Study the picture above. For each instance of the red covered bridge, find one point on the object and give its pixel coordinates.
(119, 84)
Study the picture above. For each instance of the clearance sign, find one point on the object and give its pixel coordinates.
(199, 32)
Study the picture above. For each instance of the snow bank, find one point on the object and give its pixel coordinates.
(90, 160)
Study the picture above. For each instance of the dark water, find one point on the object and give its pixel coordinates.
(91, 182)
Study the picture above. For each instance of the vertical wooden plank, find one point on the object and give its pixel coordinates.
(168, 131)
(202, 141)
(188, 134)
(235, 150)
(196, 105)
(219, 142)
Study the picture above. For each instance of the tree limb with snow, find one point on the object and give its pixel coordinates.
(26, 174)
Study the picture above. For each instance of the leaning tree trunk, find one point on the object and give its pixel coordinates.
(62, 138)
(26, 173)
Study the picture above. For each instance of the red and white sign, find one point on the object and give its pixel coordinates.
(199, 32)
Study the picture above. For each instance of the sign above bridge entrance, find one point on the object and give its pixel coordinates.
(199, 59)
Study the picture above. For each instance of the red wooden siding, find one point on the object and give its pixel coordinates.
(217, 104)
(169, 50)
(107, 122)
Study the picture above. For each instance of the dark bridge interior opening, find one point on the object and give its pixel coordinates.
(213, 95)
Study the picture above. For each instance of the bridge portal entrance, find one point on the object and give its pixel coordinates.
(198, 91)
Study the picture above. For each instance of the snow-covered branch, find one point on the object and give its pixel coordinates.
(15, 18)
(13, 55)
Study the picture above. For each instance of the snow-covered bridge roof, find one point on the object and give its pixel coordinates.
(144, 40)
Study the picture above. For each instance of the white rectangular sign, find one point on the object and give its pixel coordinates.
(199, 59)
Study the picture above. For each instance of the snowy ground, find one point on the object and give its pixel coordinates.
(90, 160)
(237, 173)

········

▶ EXERCISE
Output the listing above in full, exactly as written.

▶ EXERCISE OUTPUT
Study the picture above. For each instance of the red covered bridge, find one point on the object and give its pixel coordinates.
(119, 84)
Study the picture above. For each instance of the clearance sign, find one point on the object and give its pixel coordinates.
(199, 32)
Study the picture above. For each instance of the snow bank, find one point on the object and give its pixel coordinates.
(90, 160)
Study the picture above. For each instance of the dark water, find one point on the object and give its pixel coordinates.
(91, 182)
Study the picture above. For each instance of the vertical wooden plank, find one point on the object and give its pixel coordinates.
(168, 131)
(202, 141)
(188, 134)
(235, 150)
(196, 105)
(219, 142)
Study the picture above. For each instance of the tree limb with snow, find one point on the object and give its pixel coordinates.
(26, 174)
Study the picture above. For each instance of the leaning tree trunk, find one point on the object and give its pixel coordinates.
(62, 138)
(26, 173)
Study the picture above. For each instance of the red and white sign, find one point on the object and give its pixel coordinates.
(199, 32)
Study the picture above. For each instance of the sign above bridge entrance, find one point on the object and give its pixel coordinates.
(199, 59)
Study the picture above. For each instance of the red wooden siding, find one point on the object and give its pixel coordinates.
(217, 104)
(169, 50)
(107, 122)
Study the picture above. For each instance of the dark bridge interior opening, find one point on the object and give its pixel coordinates.
(213, 95)
Study the picture above. For each instance of the bridge portal entrance, find one point on the object and give its pixel coordinates.
(198, 91)
Study the picture above. For each instance of the snow-covered branch, find one point on the object and give its pixel coordinates.
(15, 18)
(13, 55)
Study the picture above. For each instance of the snow-covered bridge roof, find one point on the object and give its pixel coordinates.
(144, 40)
Study the picture above. For each instance of the white rectangular sign, find one point on the object and give its pixel coordinates.
(199, 59)
Study the picture above. For each instance of the snowy ground, find one point on the object and give its pixel coordinates.
(90, 160)
(237, 173)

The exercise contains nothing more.